GOALS:
1. In the CMLL algorithms thread, which algorithm does already1329 give for E6?
2. List the username of every poster in the CMLL algorithms thread.
3. Continue the CMLL algorithms thread from where it stops.

# [video] My CMLL Algs



## RubiXer (Mar 13, 2013)

These are my CMLL algs that fit my turning style. Comment if you have some algs that you think I should try! Sorry about the shitty vid quality for the second half :/


----------



## kasochi (Mar 13, 2013)

GJ I've been waiting for this vid!
I'll make a review of my CMLL algs from it. thx.


----------



## ottozing (Mar 13, 2013)

R' D R U' R U' R' U R' D' R
R' D R U' R U R' U R' D' R


----------



## already1329 (Mar 13, 2013)

My algs:


Spoiler



A2: R' U L' U2 R U' R' U2 R2 x'
A6: R' U L' U2 R U' x' U L' U2 R U' R x'

B1: R' U' R U' R' U2 R
B2: R2 D R' U R D' R' U R' U' R U' R'
B3: B' R B R' U2 R' U2 R
B4: R U2 R' U2 R' F R F'
B5: L' U R U' L U R'
B6: R' U' R U' R B' R' B R' U2 R

C1: R U R' U R U2 R'
C2: R' U2 R U2 R B' R' B
C3: F R' F' R U2 R U2 R'
C4: R U R' U R U' R D R' U' R D' R2
C5: R U' L' U R' U' L
C6: R U R' U R' F R F' R U2 R'

D1: R U2 R' U' R U R' U' R U R' U' R U' R'
D2: R' U2 R' D' R U2 R' D R2
D3: x' R U R' D R U2 R' D' R U R' x
D4: R B' R' F R B R' F'
D5: F R U' R' U' R U R' F'
D6: L' U2 R U' Rw' U2 R Lw U' R'

E1: R U R' U' R U' R' U2 R U' R' U2 R U R'
E2: F' L' U2 R U' R B R2 U' L F
E3: R2 D R' U2 R D' R' U2 R'
E4: R' F U' R F R' U R F'
E5: R2 D' R U2 R' D R U2 R
E6: F R U R' U' F'

F1: R U' R' U2 R U R' U2 R U R' U R U' R'
F2: R' U Rw U2 R2 F R F' R
F3: R' U' R U R B' R' B
F4: F R U R' U' R U' R' U' R U R' F'
F5: R U R' U' R' F R F'
F6: R' F R F' R U2 R' U' F' U' F

G1: F R U R' U' R U R' U' F'
G2: L' U R U' L U R' F R U R' U' F'
G3: R' F R U F U' R U R' U' F'
G4: R' U2 R U R' U R2 U' L' U R' U' L
G5: R U' L' U R' U L U L' U L
G6: R' U' R U' R' U F' U F R

H1: R U2 R' U' R U R' U' R U' R'
H2: F R U R' U' R U' R' U R U R' F'
H3: R' U' R U' R' U' L U' R U L'
H6: F R U R' U' R U R' U' R U R' U' F'


----------



## arvind1999 (Mar 13, 2013)

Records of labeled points

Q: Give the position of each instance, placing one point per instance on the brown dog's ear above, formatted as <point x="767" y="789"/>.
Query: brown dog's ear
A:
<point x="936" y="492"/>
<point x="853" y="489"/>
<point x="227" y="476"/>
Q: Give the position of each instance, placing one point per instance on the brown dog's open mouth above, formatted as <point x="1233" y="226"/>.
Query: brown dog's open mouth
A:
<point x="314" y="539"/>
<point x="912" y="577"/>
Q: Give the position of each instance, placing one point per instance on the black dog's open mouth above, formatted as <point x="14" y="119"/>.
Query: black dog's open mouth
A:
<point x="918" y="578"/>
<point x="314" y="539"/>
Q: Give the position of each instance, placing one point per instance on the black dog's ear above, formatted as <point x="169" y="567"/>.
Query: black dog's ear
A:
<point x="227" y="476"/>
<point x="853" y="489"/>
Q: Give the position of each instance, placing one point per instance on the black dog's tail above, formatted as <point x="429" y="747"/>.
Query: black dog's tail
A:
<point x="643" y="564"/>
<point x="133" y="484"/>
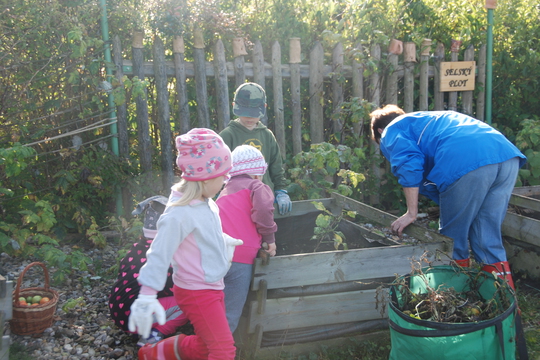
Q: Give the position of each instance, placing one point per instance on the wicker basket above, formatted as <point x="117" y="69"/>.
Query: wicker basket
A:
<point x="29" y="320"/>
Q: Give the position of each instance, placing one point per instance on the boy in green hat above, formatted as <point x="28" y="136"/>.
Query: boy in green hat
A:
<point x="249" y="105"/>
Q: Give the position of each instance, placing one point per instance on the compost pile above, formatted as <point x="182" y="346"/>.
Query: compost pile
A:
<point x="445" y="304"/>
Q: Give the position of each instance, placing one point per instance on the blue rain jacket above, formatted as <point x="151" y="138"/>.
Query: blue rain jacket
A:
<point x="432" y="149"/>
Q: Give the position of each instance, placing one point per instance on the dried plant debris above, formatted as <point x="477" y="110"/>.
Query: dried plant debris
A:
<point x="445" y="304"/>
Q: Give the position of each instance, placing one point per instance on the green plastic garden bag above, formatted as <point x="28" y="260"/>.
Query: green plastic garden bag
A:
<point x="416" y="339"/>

==

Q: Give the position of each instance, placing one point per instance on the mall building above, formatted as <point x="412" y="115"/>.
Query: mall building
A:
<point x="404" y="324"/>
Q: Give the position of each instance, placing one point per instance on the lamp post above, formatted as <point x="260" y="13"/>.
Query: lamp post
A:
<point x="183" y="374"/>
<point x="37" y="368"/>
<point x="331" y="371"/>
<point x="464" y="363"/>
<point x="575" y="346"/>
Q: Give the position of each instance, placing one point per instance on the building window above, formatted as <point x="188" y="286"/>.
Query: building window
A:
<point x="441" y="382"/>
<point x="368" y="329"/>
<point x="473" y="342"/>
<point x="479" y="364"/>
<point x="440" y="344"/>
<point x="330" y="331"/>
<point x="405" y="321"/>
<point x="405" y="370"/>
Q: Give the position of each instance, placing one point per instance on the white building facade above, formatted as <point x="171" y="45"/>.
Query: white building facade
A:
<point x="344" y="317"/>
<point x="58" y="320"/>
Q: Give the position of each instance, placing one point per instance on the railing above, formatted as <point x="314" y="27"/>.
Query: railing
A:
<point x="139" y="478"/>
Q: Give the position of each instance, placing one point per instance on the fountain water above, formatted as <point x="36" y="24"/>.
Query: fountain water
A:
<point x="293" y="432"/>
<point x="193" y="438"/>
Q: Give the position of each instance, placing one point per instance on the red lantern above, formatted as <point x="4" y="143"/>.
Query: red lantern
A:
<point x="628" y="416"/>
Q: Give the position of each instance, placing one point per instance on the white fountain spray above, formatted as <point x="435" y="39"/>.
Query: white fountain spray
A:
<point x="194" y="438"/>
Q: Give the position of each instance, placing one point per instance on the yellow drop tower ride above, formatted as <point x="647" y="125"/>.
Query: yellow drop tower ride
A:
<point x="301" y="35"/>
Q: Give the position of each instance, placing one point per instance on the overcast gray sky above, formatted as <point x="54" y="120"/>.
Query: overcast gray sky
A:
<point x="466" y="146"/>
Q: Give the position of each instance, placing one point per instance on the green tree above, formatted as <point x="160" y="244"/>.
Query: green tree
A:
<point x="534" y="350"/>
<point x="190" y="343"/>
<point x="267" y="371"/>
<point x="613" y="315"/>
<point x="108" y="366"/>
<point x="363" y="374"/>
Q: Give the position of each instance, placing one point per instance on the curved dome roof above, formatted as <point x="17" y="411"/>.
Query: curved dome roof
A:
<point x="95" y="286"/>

RESULTS FOR THE EXERCISE:
1. F R U R' U' F'

2. RubiXer, kasochi, ottozing, already1329, arvind1999

3.
Time to start learning CMLL!
Will use some of the algs from that video..


----------



## RubiXer (Mar 14, 2013)

ottozing said:


> R' D R U' R U' R' U R' D' R
> R' D R U' R U R' U R' D' R


I already use those...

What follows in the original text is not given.